=== Section Start ===

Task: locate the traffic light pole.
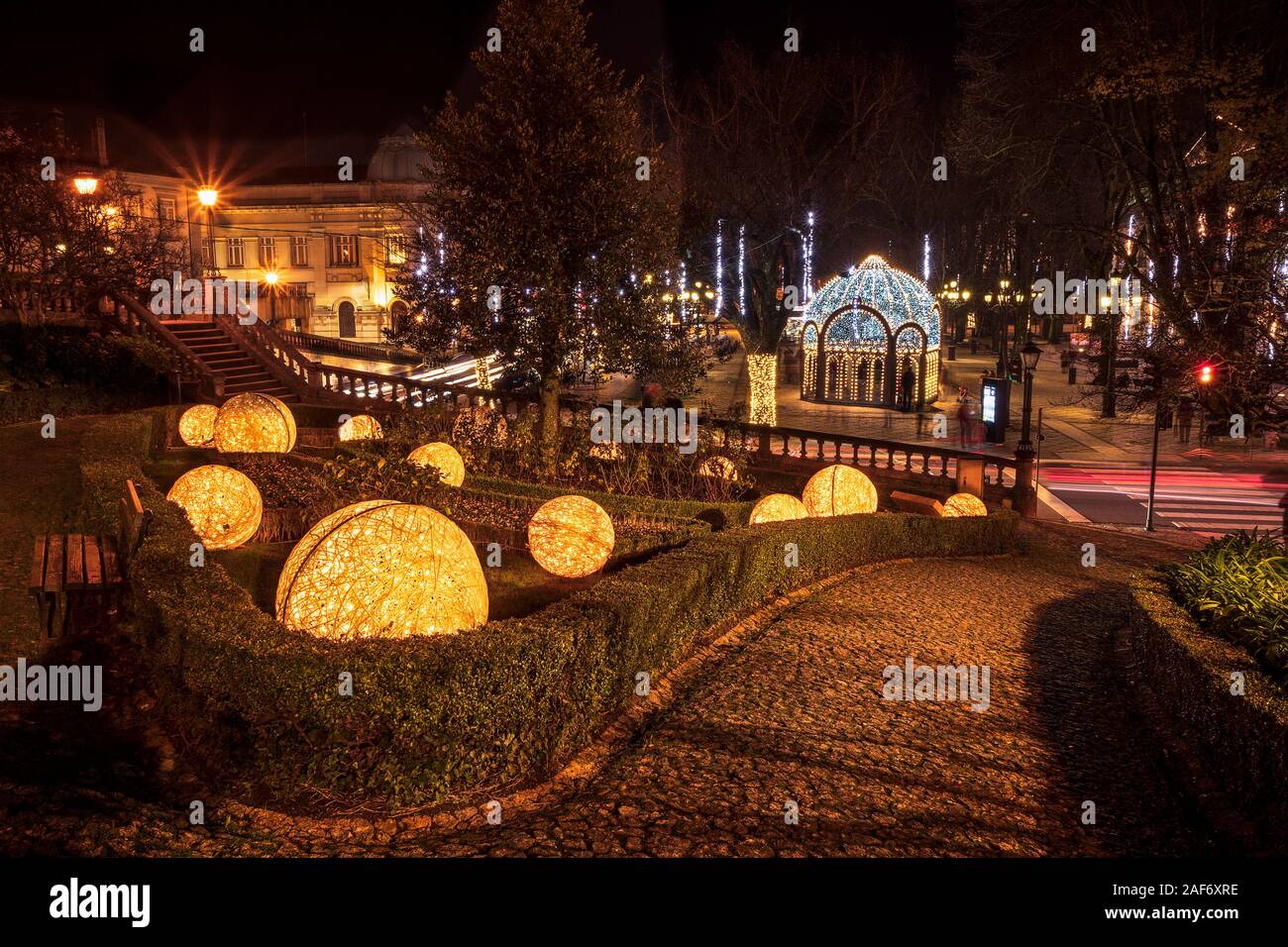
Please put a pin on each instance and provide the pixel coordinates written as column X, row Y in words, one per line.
column 1153, row 468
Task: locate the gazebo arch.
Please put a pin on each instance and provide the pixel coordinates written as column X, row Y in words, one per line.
column 868, row 365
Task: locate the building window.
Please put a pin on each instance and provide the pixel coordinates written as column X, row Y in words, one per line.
column 395, row 249
column 344, row 250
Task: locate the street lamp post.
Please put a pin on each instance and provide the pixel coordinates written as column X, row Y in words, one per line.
column 1024, row 453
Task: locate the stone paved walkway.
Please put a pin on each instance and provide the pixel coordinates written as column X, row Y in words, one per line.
column 795, row 712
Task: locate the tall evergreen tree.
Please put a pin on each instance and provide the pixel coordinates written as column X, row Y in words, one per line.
column 558, row 214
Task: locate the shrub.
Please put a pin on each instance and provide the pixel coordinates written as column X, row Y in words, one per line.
column 1236, row 586
column 438, row 716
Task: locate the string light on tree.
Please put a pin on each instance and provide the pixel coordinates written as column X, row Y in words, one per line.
column 719, row 274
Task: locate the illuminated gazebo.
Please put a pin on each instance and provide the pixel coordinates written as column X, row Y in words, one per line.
column 863, row 331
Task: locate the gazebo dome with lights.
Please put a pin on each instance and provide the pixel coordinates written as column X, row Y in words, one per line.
column 863, row 331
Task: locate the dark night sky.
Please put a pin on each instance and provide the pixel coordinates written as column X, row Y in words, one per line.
column 359, row 72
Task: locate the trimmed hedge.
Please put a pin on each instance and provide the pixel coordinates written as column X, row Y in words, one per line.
column 439, row 716
column 719, row 514
column 1241, row 740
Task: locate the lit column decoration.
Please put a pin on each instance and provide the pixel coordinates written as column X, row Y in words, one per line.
column 742, row 269
column 809, row 257
column 719, row 273
column 684, row 286
column 763, row 377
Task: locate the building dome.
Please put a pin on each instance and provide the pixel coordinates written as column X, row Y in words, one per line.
column 398, row 158
column 872, row 287
column 863, row 333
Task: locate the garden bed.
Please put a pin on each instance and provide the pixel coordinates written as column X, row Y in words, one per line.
column 1239, row 740
column 447, row 716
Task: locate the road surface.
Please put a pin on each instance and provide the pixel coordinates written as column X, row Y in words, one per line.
column 1209, row 501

=== Section End ===

- Your objective -
The answer must be every line of the listing that holds the word "gazebo".

- Task answer -
Task: locate the gazebo arch.
Task: locate the illuminated gazebo.
Task: locate the gazebo dome with lights.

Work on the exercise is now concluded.